Stated task
Arrange every line of the rows below as a JSON list of strings, one string per line, with blank lines omitted.

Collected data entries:
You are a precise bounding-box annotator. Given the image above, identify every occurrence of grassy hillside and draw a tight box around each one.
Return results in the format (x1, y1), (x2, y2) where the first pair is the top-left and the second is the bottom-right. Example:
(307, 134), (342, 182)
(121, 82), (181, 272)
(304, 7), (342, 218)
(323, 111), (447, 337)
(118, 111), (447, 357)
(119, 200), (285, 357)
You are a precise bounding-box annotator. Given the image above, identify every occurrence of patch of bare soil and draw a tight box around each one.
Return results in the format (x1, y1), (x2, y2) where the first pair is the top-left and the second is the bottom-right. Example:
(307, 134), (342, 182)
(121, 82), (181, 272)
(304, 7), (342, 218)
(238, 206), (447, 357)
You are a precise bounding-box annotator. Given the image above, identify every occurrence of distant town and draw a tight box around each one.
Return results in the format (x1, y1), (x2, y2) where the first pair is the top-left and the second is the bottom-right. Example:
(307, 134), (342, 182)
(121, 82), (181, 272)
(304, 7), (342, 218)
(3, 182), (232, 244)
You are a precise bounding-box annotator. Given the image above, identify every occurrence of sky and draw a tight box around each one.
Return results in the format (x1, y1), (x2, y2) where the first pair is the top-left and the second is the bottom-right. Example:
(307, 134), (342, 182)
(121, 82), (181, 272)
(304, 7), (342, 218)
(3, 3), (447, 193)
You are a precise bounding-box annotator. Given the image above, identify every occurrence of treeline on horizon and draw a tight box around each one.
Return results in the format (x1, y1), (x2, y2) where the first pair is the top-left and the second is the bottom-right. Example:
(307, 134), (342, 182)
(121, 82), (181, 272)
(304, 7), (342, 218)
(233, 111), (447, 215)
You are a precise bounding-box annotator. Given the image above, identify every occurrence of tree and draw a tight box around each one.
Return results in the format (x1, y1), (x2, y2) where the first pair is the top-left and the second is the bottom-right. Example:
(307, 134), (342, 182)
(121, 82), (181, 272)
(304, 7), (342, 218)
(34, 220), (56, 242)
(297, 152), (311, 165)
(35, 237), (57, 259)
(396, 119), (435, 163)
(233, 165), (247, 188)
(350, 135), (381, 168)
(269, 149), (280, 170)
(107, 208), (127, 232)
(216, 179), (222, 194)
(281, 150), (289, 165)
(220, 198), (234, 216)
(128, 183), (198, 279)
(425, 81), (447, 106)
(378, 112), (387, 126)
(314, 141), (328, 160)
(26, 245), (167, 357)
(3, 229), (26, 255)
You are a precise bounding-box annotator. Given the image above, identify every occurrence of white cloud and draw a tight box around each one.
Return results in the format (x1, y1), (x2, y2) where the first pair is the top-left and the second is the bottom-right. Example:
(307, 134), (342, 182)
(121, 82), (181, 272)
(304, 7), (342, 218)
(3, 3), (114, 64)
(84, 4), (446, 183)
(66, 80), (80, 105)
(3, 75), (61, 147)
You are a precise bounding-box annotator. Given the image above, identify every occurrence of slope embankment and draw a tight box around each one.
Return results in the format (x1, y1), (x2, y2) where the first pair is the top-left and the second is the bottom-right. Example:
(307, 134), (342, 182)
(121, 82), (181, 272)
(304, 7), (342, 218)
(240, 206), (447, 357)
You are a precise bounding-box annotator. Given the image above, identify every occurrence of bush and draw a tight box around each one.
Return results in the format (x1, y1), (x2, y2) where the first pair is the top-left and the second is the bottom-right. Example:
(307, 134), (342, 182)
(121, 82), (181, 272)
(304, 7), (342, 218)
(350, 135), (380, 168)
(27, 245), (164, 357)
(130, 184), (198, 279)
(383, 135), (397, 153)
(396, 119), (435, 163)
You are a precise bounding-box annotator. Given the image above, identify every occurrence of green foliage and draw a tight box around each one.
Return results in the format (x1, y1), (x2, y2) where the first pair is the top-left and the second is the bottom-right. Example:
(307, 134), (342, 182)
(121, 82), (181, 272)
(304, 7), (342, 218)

Worked answer
[
  "You are a precise bounding-box annotator. Given the image above, identify every occurrence of grassy hillside and draw a tight box around each one.",
  "Return results in the format (x1, y1), (x2, y2) where the first pair is the top-left and the second is the bottom-right. Example:",
  "(307, 134), (342, 182)",
  "(121, 82), (181, 272)",
  "(304, 7), (342, 218)",
  "(323, 111), (447, 337)",
  "(118, 111), (447, 357)",
  "(119, 200), (285, 357)",
  "You are a precise bounding-box annotator. Given the image above, identify every occurrence of patch of bare soil and draw a tight box around each one.",
  "Return results in the format (x1, y1), (x2, y2) where the first pair is the top-left and the second is the bottom-right. Example:",
  "(307, 134), (342, 182)",
  "(121, 82), (181, 272)",
  "(304, 7), (342, 218)",
  "(238, 206), (447, 357)",
  "You are a precise bounding-box annotator. Given the image above, identify every occurrence of distant town and draw a tight box around each one.",
  "Return results in the format (x1, y1), (x2, y2) where the first pair is the top-left and the second is the bottom-right. Example:",
  "(307, 134), (342, 182)",
  "(121, 82), (181, 272)",
  "(304, 7), (342, 218)",
  "(3, 182), (232, 244)",
  "You are a precise bounding-box annotator. Given the image above, identify every occurrence of sky and draw a tight box around each one.",
  "Return results in the format (x1, y1), (x2, y2) where the first pair is the top-left and the second is the bottom-right. Example:",
  "(307, 134), (342, 182)",
  "(121, 82), (181, 272)",
  "(304, 7), (342, 218)",
  "(3, 3), (447, 193)",
  "You are a precise bounding-box annotator. Given the image above, identify every occurrence of treeline on horizon and draw a tight box around each one.",
  "Return results in the format (x1, y1), (x2, y2) where the first pair is the top-left and the second is the bottom-right. Example:",
  "(307, 134), (342, 182)",
  "(121, 82), (181, 272)",
  "(304, 7), (342, 218)",
  "(233, 111), (447, 215)",
  "You are a precise bounding-box annotator. Given the image above, identify every occurrence of tree and draw a tight box around each one.",
  "Return results in the format (x1, y1), (x2, y2) where the first pair is the top-left and the second is the bottom-right. Example:",
  "(307, 134), (342, 182)",
  "(121, 82), (181, 272)",
  "(304, 7), (342, 218)",
  "(34, 220), (56, 242)",
  "(297, 152), (311, 165)",
  "(35, 237), (57, 259)",
  "(396, 119), (435, 163)",
  "(233, 165), (247, 188)",
  "(350, 135), (381, 168)",
  "(269, 149), (280, 170)",
  "(107, 208), (127, 232)",
  "(216, 179), (222, 194)",
  "(281, 150), (289, 165)",
  "(220, 198), (234, 216)",
  "(128, 183), (198, 279)",
  "(425, 81), (447, 106)",
  "(378, 112), (387, 126)",
  "(314, 141), (328, 160)",
  "(26, 245), (167, 357)",
  "(3, 229), (26, 255)",
  "You are a precise bounding-box annotator. Given the image above, identify every occurrence of white cloud and draw a tight box around each one.",
  "Return results in the format (x1, y1), (x2, y2) where the first pair is the top-left and the second is the bottom-right. Example:",
  "(307, 134), (342, 182)",
  "(121, 82), (181, 272)",
  "(304, 7), (342, 218)",
  "(3, 3), (114, 64)",
  "(84, 4), (446, 183)",
  "(66, 80), (80, 105)",
  "(3, 75), (61, 147)",
  "You are a precise bounding-box annotator. Given the image above, identify every occurrence of slope embankment and draw a tight box around each one.",
  "Return results in the format (x1, y1), (x2, y2) where the first pair is the top-left and the second is the bottom-right. Example:",
  "(307, 134), (342, 182)",
  "(121, 82), (181, 272)",
  "(304, 7), (342, 218)",
  "(240, 206), (447, 357)",
  "You are a precise bounding-box annotator. Given the image above, identify every occurrence of bush and draw a tight box around each one.",
  "Return results in the format (x1, y1), (x2, y2) where the first pair is the top-left and the second is the bottom-right. Example:",
  "(307, 134), (342, 182)",
  "(121, 82), (181, 272)",
  "(304, 7), (342, 218)",
  "(350, 135), (380, 168)",
  "(27, 245), (164, 357)",
  "(130, 184), (198, 279)",
  "(383, 135), (397, 153)",
  "(396, 119), (435, 163)",
  "You are a precise bounding-box annotator. Given the image above, identify every occurrence of green foliage and draw a tight box around each one.",
  "Return results in the format (x1, y1), (x2, y2) where the first pair is the top-left and the second is the bottom-right. Example:",
  "(307, 134), (342, 182)",
  "(121, 82), (181, 272)",
  "(304, 7), (342, 218)"
]